(Recorded data)
BEGIN

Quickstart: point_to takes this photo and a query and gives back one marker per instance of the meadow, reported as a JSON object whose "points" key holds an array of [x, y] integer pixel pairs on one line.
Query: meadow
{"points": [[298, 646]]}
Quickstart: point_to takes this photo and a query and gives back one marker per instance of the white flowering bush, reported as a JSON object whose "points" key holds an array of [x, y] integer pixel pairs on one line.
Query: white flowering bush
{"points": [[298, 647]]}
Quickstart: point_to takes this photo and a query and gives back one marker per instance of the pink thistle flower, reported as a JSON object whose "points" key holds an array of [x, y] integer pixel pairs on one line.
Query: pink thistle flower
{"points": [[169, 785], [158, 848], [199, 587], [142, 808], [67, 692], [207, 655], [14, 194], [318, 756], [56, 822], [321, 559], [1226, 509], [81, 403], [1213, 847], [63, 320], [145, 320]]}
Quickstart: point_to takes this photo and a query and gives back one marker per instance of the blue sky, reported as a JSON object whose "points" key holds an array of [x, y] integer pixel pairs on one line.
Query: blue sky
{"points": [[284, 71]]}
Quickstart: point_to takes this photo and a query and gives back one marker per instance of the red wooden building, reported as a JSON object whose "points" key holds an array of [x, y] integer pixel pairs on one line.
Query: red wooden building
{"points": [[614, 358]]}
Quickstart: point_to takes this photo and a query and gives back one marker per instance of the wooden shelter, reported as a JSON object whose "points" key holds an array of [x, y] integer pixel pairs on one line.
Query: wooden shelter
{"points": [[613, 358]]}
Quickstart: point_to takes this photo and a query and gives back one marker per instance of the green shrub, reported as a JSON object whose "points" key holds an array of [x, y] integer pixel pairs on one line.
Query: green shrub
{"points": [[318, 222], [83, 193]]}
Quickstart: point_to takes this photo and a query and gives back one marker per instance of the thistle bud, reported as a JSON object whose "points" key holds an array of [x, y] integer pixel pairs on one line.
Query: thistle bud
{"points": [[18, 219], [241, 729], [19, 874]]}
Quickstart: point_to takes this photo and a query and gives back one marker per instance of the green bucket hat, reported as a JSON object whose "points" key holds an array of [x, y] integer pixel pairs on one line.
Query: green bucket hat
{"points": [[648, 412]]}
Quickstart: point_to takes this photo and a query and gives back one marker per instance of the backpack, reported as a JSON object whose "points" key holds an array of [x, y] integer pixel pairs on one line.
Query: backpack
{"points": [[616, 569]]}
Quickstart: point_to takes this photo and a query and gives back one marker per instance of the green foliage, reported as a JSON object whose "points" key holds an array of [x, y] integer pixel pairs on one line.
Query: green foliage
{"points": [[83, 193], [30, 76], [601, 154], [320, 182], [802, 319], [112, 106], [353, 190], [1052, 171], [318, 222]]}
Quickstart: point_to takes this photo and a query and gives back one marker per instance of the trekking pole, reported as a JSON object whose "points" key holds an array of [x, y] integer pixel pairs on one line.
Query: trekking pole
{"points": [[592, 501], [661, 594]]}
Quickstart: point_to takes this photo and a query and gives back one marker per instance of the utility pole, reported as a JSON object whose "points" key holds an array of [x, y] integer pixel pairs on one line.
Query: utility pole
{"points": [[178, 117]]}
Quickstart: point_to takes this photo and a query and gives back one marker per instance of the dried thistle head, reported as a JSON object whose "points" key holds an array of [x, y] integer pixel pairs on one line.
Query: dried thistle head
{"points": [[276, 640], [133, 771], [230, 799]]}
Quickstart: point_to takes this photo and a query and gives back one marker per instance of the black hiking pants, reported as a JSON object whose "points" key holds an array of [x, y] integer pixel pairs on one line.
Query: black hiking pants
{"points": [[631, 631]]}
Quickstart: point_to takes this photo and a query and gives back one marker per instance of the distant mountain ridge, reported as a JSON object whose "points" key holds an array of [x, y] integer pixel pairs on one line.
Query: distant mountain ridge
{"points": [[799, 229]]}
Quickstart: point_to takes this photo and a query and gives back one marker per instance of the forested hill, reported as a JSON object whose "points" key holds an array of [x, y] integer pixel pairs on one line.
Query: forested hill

END

Task to complete: Beginning at the line above with "the green bucket" and finishing at the line with "of the trekking", return each line exactly and return nothing else.

Answer area:
Quickstart: point_to takes this photo and a query and gives back one marker per instance of the green bucket hat, reported as a JSON object whose "points" key holds an array of [x, y] integer pixel pairs on one line.
Query: green bucket hat
{"points": [[648, 412]]}
Quickstart: point_to takes this photo and a query and gives back one marker per instance of the backpack, reported as a JSON object whose "points" key holds an array of [x, y] integer pixel pairs on one line.
Query: backpack
{"points": [[616, 569]]}
Quickstart: point_to takes this photo and a query and gives back one marker per instance of the green foliage, reported as a JSON object whose "points" key holds an array of [x, y] integer pixel pairs on one line.
Query: green foliage
{"points": [[83, 193], [30, 76], [601, 154], [320, 182], [802, 319], [112, 106], [353, 190], [1052, 171], [318, 222]]}
Quickstart: point_to takes this photo and a query and gives back one marker per instance of the trekking pole, reported as a JSON object whose "points" key holds an array of [x, y] integer pixel pairs on one line.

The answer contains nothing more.